# WORK ORDER A:
In the passage on the court hearing about evidence concerning Floyd, who argued the state's side on Tuesday morning?
# WORK ORDER B:
The passage on the court hearing about evidence concerning Floyd quotes a rule. List every purpose that the quote names for which evidence of another crime or act may be admissible.
# WORK ORDER C:
Continue the passage on the court hearing about evidence concerning Floyd from the point where it stops.

# PASSAGE PROVIDED:
____________

The judge said he believed that paramedic statement may be new evidence, because it speaks to "What is Mr. Floyd's medical or bodily response to a large amount of drugs being ingested shortly before?"
However, he said Floyd's emotional response to arrest does not seem as relevant.
Prosecutor Matthew Frank argued the state's side Tuesday morning, saying that "repeated conduct" is needed to establish a habit that is admissible in court.
The rule the judge needs to consider when making a decision is Minnesota Court Rule 404(b), governing rules of evidence in court. That rule states that evidence of another crime or act can't be used to prove someone's character. "It may, however, be admissible for other purposes, such as proof of motive, opportunity, intent, preparation, plan, knowledge, identity, or absence of mistake or accident."
Frank said he believes the defense is "desperate" to smear Floyd's reputation by making his opiate addiction look like evidence of "bad character."

____________

# DATASET SECTION:

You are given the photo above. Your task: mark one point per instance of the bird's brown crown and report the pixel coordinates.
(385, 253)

____________

# EXPECTED ANSWER A:
Prosecutor Matthew Frank.

# EXPECTED ANSWER B:
Motive, opportunity, intent, preparation, plan, knowledge, identity, and absence of mistake or accident.

# EXPECTED ANSWER C:
In the 2019 arrest, Frank pointed out that officers got Floyd medical attention and he survived. "I don't understand how those two things are similar," he said.
"If the fact that they're offering it to prove is that he ingested a controlled substance," Frank said, "fine." But he argued that the searches of the two vehicles already show proof of that, and this previous arrest does not need to be admitted to show that. He said the 2019 arrest is "prejudicial" and could be used for other purposes if admitted.
"It's prejudicial because it persuades by illegitimate means," Frank said.
In terms of why the drugs were not seized immediately from the cars, Frank said that images are taken for this precise purpose. He said they are a way to "freeze" the scene and go back later to gather more evidence.
"The issues in this case are the objective reasonableness of the officers' conduct in the way they treated Mr. Floyd," Frank said. "Their duties as police officers, their conduct, can't take into account what happened in May of 2019."
The judge said his understanding is that the defense is offering this as evidence regarding cause of death.
"He ingested drugs on May 6, 2019, which led almost immediately to a hypertensive emergency," Cahill said. "So now on May 25, 2020, if he ingests drugs with that hypertension condition, could that have caused the death?"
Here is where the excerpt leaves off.